Image point grounding data
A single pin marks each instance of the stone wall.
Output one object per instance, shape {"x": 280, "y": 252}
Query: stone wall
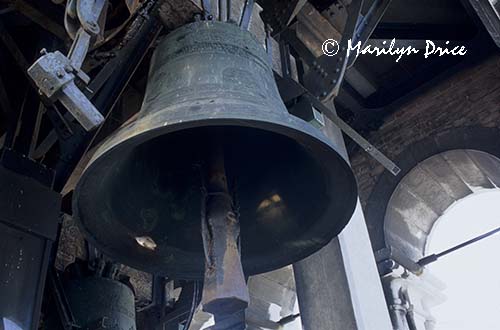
{"x": 468, "y": 98}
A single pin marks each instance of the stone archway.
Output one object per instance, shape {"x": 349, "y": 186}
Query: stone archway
{"x": 432, "y": 186}
{"x": 420, "y": 198}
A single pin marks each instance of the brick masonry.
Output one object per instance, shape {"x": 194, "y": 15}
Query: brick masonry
{"x": 468, "y": 98}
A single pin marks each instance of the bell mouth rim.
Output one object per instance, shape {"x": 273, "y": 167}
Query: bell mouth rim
{"x": 295, "y": 129}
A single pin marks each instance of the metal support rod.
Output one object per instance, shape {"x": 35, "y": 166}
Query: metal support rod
{"x": 434, "y": 257}
{"x": 367, "y": 25}
{"x": 224, "y": 10}
{"x": 225, "y": 291}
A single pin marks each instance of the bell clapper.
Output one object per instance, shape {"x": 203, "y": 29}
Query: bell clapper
{"x": 224, "y": 291}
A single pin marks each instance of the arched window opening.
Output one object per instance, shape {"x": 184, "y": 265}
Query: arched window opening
{"x": 471, "y": 274}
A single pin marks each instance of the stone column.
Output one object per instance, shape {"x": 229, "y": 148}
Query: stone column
{"x": 339, "y": 288}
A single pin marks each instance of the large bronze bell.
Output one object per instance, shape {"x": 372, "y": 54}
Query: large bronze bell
{"x": 140, "y": 198}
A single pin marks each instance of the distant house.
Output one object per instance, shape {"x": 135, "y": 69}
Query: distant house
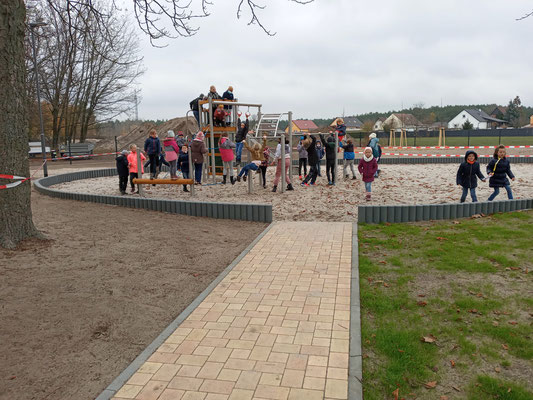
{"x": 478, "y": 118}
{"x": 400, "y": 121}
{"x": 378, "y": 125}
{"x": 302, "y": 125}
{"x": 352, "y": 123}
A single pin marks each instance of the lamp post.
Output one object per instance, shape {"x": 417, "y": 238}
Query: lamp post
{"x": 34, "y": 25}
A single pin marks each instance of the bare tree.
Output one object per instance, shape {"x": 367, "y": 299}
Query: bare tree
{"x": 16, "y": 222}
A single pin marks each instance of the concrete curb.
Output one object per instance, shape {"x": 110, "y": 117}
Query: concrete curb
{"x": 355, "y": 367}
{"x": 237, "y": 211}
{"x": 426, "y": 212}
{"x": 123, "y": 377}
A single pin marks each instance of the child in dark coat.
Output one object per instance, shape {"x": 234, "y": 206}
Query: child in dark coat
{"x": 467, "y": 175}
{"x": 498, "y": 170}
{"x": 123, "y": 171}
{"x": 368, "y": 167}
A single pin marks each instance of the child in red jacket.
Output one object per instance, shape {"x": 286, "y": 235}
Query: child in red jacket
{"x": 368, "y": 167}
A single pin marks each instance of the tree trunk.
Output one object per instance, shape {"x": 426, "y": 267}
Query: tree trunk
{"x": 15, "y": 204}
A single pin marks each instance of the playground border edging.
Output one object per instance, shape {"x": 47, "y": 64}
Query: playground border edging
{"x": 126, "y": 374}
{"x": 427, "y": 212}
{"x": 244, "y": 212}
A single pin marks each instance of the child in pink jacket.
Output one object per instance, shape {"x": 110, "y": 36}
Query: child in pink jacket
{"x": 132, "y": 165}
{"x": 368, "y": 167}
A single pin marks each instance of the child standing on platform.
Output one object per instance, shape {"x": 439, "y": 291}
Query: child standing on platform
{"x": 498, "y": 170}
{"x": 132, "y": 165}
{"x": 368, "y": 167}
{"x": 467, "y": 175}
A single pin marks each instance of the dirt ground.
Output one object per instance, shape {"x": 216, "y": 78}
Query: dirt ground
{"x": 397, "y": 184}
{"x": 77, "y": 308}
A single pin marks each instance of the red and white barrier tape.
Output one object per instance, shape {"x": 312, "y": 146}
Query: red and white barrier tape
{"x": 19, "y": 179}
{"x": 452, "y": 147}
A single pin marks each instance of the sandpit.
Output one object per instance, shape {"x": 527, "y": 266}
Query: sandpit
{"x": 398, "y": 184}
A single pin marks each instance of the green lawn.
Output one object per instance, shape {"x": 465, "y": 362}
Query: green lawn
{"x": 448, "y": 305}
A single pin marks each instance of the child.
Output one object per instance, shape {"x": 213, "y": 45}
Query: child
{"x": 256, "y": 150}
{"x": 226, "y": 153}
{"x": 310, "y": 144}
{"x": 183, "y": 162}
{"x": 368, "y": 167}
{"x": 171, "y": 151}
{"x": 198, "y": 150}
{"x": 498, "y": 169}
{"x": 264, "y": 164}
{"x": 219, "y": 116}
{"x": 302, "y": 158}
{"x": 240, "y": 137}
{"x": 376, "y": 148}
{"x": 152, "y": 147}
{"x": 132, "y": 165}
{"x": 320, "y": 154}
{"x": 341, "y": 129}
{"x": 123, "y": 171}
{"x": 330, "y": 157}
{"x": 277, "y": 157}
{"x": 349, "y": 157}
{"x": 467, "y": 175}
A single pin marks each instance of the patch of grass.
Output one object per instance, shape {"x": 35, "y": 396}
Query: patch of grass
{"x": 490, "y": 388}
{"x": 472, "y": 318}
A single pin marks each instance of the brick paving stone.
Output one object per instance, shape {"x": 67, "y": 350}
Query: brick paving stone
{"x": 276, "y": 327}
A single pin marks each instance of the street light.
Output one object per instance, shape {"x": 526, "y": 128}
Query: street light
{"x": 34, "y": 25}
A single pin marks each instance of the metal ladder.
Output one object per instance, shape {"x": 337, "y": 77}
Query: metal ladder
{"x": 268, "y": 125}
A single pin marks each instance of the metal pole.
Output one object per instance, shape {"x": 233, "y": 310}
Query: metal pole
{"x": 283, "y": 162}
{"x": 43, "y": 145}
{"x": 336, "y": 157}
{"x": 139, "y": 172}
{"x": 290, "y": 147}
{"x": 250, "y": 176}
{"x": 212, "y": 129}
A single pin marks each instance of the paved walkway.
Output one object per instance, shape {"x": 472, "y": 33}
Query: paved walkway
{"x": 276, "y": 327}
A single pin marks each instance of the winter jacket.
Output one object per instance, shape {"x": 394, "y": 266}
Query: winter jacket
{"x": 348, "y": 151}
{"x": 368, "y": 169}
{"x": 226, "y": 146}
{"x": 501, "y": 168}
{"x": 122, "y": 165}
{"x": 329, "y": 145}
{"x": 373, "y": 144}
{"x": 256, "y": 154}
{"x": 132, "y": 162}
{"x": 198, "y": 150}
{"x": 171, "y": 149}
{"x": 183, "y": 162}
{"x": 310, "y": 145}
{"x": 467, "y": 173}
{"x": 227, "y": 95}
{"x": 242, "y": 132}
{"x": 302, "y": 152}
{"x": 152, "y": 146}
{"x": 341, "y": 129}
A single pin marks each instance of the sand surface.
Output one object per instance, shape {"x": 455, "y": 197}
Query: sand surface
{"x": 398, "y": 184}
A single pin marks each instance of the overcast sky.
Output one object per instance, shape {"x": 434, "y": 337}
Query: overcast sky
{"x": 352, "y": 55}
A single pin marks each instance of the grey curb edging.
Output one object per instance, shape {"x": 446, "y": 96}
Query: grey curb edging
{"x": 244, "y": 212}
{"x": 426, "y": 212}
{"x": 120, "y": 380}
{"x": 355, "y": 367}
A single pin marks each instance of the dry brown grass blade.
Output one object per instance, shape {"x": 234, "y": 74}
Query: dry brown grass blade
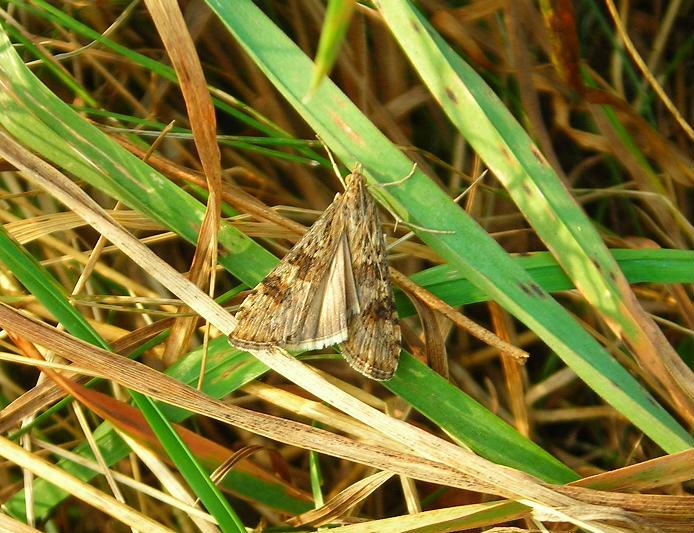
{"x": 342, "y": 502}
{"x": 460, "y": 466}
{"x": 457, "y": 318}
{"x": 131, "y": 421}
{"x": 141, "y": 378}
{"x": 180, "y": 47}
{"x": 646, "y": 72}
{"x": 434, "y": 342}
{"x": 46, "y": 392}
{"x": 78, "y": 489}
{"x": 659, "y": 472}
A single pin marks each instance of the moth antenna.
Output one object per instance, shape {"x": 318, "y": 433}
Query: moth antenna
{"x": 467, "y": 190}
{"x": 336, "y": 169}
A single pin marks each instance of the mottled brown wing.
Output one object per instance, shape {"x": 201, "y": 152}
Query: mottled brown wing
{"x": 373, "y": 341}
{"x": 308, "y": 299}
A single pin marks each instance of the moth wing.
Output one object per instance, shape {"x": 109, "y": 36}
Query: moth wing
{"x": 332, "y": 306}
{"x": 373, "y": 341}
{"x": 293, "y": 294}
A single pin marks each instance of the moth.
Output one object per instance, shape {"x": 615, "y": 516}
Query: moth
{"x": 331, "y": 288}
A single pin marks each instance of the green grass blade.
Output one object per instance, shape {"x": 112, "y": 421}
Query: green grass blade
{"x": 467, "y": 248}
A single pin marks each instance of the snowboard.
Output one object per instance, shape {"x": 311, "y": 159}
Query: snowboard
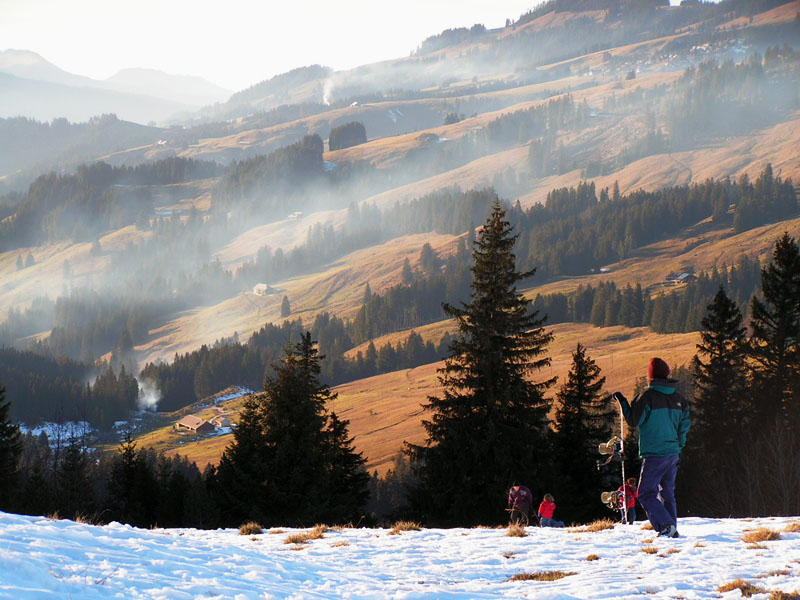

## Task goal:
Some lines of the records above contain the word "snowboard". How many are there? Reply with the number alone.

## Solution to this problem:
2